INPUT RECORDS:
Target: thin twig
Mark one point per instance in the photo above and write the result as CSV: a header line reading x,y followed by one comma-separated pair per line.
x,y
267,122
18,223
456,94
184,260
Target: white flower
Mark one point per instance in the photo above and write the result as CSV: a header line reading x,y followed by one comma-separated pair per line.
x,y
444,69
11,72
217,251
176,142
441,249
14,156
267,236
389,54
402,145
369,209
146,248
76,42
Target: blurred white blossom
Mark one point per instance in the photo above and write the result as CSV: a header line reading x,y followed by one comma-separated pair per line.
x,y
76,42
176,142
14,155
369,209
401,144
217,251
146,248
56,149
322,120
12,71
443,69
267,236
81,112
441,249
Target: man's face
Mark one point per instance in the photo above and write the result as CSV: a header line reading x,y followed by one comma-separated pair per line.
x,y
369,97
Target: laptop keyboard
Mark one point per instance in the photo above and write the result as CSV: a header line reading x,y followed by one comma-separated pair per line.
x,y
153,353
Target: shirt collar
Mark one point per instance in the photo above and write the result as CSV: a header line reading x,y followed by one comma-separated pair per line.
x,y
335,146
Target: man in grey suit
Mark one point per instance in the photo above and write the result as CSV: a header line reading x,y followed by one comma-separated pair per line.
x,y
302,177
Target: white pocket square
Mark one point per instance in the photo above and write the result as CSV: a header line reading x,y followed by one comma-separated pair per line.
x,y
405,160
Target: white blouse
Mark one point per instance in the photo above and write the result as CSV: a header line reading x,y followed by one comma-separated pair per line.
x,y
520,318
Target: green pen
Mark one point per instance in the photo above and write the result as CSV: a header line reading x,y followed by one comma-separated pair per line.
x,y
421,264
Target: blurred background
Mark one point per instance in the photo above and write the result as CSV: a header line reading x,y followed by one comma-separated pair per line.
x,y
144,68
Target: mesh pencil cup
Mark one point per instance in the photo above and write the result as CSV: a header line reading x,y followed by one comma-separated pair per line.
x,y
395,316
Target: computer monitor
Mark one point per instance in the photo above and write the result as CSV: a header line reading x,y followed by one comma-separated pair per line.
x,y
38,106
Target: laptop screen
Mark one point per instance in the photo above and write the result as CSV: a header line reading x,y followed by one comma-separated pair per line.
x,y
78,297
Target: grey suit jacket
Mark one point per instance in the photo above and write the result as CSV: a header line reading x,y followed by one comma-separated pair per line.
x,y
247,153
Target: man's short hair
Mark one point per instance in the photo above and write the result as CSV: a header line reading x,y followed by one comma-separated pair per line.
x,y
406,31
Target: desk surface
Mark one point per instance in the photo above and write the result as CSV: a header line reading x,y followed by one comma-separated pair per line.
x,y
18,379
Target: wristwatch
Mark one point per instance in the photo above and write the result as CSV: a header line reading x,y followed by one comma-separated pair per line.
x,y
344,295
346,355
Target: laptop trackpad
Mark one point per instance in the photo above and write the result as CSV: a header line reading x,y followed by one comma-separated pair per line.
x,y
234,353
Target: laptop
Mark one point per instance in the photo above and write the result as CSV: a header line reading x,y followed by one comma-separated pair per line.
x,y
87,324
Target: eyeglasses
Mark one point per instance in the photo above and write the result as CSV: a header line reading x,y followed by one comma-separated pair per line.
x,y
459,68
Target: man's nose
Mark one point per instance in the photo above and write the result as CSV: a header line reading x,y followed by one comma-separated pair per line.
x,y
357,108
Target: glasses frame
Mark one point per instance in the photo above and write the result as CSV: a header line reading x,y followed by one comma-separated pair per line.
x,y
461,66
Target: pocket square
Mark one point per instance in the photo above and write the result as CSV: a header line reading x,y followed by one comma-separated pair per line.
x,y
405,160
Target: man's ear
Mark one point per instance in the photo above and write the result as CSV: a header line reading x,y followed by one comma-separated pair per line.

INSTRUCTIONS TO FOLLOW: Please convert the lines above into a numbered list, leaving out any blank lines.

EXERCISE SOLUTION:
1. Target: thin twig
2. Mark one point per instance in the photo above and write the result as CSV: a header line reading x,y followed by one comma-separated pair per line.
3. x,y
4. 267,122
5. 18,223
6. 456,94
7. 184,260
8. Target: white flower
9. Mark one point per instance in the photo above and write the result as CSV: a header line reading x,y followed by one comma-separated pair per line.
10. x,y
11. 444,69
12. 11,72
13. 217,251
14. 176,142
15. 441,249
16. 14,156
17. 267,236
18. 389,54
19. 402,145
20. 369,209
21. 146,248
22. 76,42
23. Target: blurred white blossom
24. Mark one point per instance in the photo above and write the result as CSV: a header line reading x,y followed by one comma-separated pair per line.
25. x,y
26. 76,42
27. 176,142
28. 14,155
29. 369,209
30. 401,144
31. 217,251
32. 146,248
33. 56,149
34. 322,120
35. 12,71
36. 443,69
37. 267,236
38. 81,112
39. 441,249
40. Target: man's face
41. Mark one point per instance in the photo above and write the result as CSV: a header line reading x,y followed by one comma-separated pair per line.
42. x,y
43. 369,97
44. Target: laptop keyboard
45. Mark one point per instance in the photo above and write the result as CSV: a header line reading x,y followed by one comma-separated pair per line.
46. x,y
47. 153,353
48. Target: shirt collar
49. Mark one point per instance in the photo above and write the result as CSV: a header line reading x,y followed by one comma-separated pair per line.
50. x,y
51. 335,146
52. Target: man in grey suit
53. Mark one point per instance in the photo above and write the result as CSV: a header line reading x,y followed by one comma-separated pair per line.
54. x,y
55. 302,177
56. Target: white pocket square
57. Mark one point per instance in the photo above and write the result as CSV: a header line reading x,y followed by one comma-separated pair per line.
58. x,y
59. 405,160
60. Target: white blouse
61. Mark one point per instance in the photo above and write the result as CSV: a header line reading x,y followed by one comma-separated pair per line.
62. x,y
63. 520,318
64. Target: green pen
65. Mark one point per instance in the photo above and write the result as CSV: a header line reading x,y followed by one comma-separated pair per line.
66. x,y
67. 421,264
68. Target: blurred background
69. Mark one point per instance in the photo above and write the result as CSV: a header line reading x,y followed by one comma-separated pair per line.
70. x,y
71. 144,68
72. Target: mesh pencil cup
73. Mark one point per instance in the photo above and write the result as CSV: a header line reading x,y followed by one comma-separated pair per line.
74. x,y
75. 395,316
76. Target: computer monitor
77. Mark one point per instance in the photo above and write the result as CSV: a header line reading x,y followed by one comma-separated pair per line.
78. x,y
79. 38,106
80. Target: laptop screen
81. Mark one point per instance in the photo above and write the result as CSV: a header line reading x,y followed by one comma-separated pair per line.
82. x,y
83. 78,297
84. Target: grey suit jacket
85. Mark one point per instance in the photo above and write the result as CSV: a header line reading x,y followed by one comma-separated pair per line.
86. x,y
87. 247,153
88. Target: man's short hair
89. Mark one point per instance in the photo above and write the result as CSV: a header line reading x,y followed by one comma-separated pair per line.
90. x,y
91. 406,31
92. Target: desk surface
93. Mark one point per instance in the photo above and write the result as CSV: a header line reading x,y followed by one comma-separated pair per line.
94. x,y
95. 18,379
96. Target: wristwatch
97. Mark one point per instance in the photo above and write the result as CSV: a header line reading x,y followed by one comma-separated pair per line.
98. x,y
99. 344,295
100. 346,355
101. Target: laptop trackpad
102. Mark one point per instance in the photo above and write the result as CSV: a header line reading x,y followed by one comma-separated pair per line.
103. x,y
104. 234,353
105. Target: laptop
106. Mark one point per instance in the photo above and write the result as CSV: a header line reading x,y followed by one comma-separated pair per line.
107. x,y
108. 87,324
109. Target: eyeglasses
110. Mark one point per instance in the photo above and write the result as CSV: a header line reading x,y followed by one comma-separated pair per line.
111. x,y
112. 459,68
113. Target: man's nose
114. Mark one point per instance in the photo above and write the result as CSV: a header line reading x,y followed by one comma-separated pair per line.
115. x,y
116. 357,108
117. Target: glasses frame
118. Mark one point per instance in the photo above and write the result as CSV: a header line reading x,y followed by one comma-separated pair per line.
119. x,y
120. 461,66
121. Target: pocket square
122. Mark one point per instance in the photo above and write the result as CSV: a header line reading x,y followed by one comma-separated pair per line.
123. x,y
124. 405,160
125. Target: man's ear
126. Mark one point per instance in the photo above and write the result as CSV: a header line reading x,y followed by one comma-separated pair per line.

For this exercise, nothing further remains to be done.